* **Text under study**:
------------------------------------------------
Background
Two nurses employed by the NHS Trust worked in a ward dealing with patients suffering from dementia, depression or anxiety. Both were very long serving employees with no prior disciplinary record.
They were accused by a colleague of tying an agitated and aggressive patient to a chair with a sheet on a date in September 2009.
After a preliminary investigation meeting, the nurses were suspended pending further investigation for "alleged assault of a client". A week later, the employer decided to refer the matter to the police to investigate and put its own internal investigations on hold in the meantime. The police confirmed a month later that they did not intend to take any action.
The disciplinary investigation was recommenced and ultimately concluded with recommendations that the nurses should be subject to "performance development review training and some disciplinary sanction". However the nurses ultimately were eventually dismissed for assault, negligence and professional misconduct – though no "malicious intent" was alleged to have been present. The dismissals occurred some six months after the event in question during the whole of which time they had been suspended.
There was an appeal panel review of the dismissals but this did not re-hear the evidence and it upheld the original decision.
------------------------------------------------
* **Raw data**:
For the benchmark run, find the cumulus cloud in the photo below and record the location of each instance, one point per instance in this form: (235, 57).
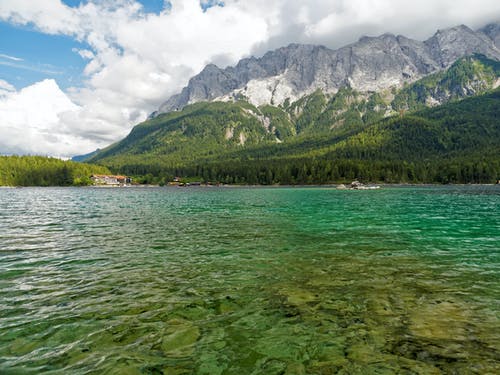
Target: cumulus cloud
(136, 60)
(31, 121)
------------------------------------------------
* **Your task**: Copy out the Background text in full, word for word. The lines have nothing to do with the Background text.

* **The completed task**:
Background
Two nurses employed by the NHS Trust worked in a ward dealing with patients suffering from dementia, depression or anxiety. Both were very long serving employees with no prior disciplinary record.
They were accused by a colleague of tying an agitated and aggressive patient to a chair with a sheet on a date in September 2009.
After a preliminary investigation meeting, the nurses were suspended pending further investigation for "alleged assault of a client". A week later, the employer decided to refer the matter to the police to investigate and put its own internal investigations on hold in the meantime. The police confirmed a month later that they did not intend to take any action.
The disciplinary investigation was recommenced and ultimately concluded with recommendations that the nurses should be subject to "performance development review training and some disciplinary sanction". However the nurses ultimately were eventually dismissed for assault, negligence and professional misconduct – though no "malicious intent" was alleged to have been present. The dismissals occurred some six months after the event in question during the whole of which time they had been suspended.
There was an appeal panel review of the dismissals but this did not re-hear the evidence and it upheld the original decision.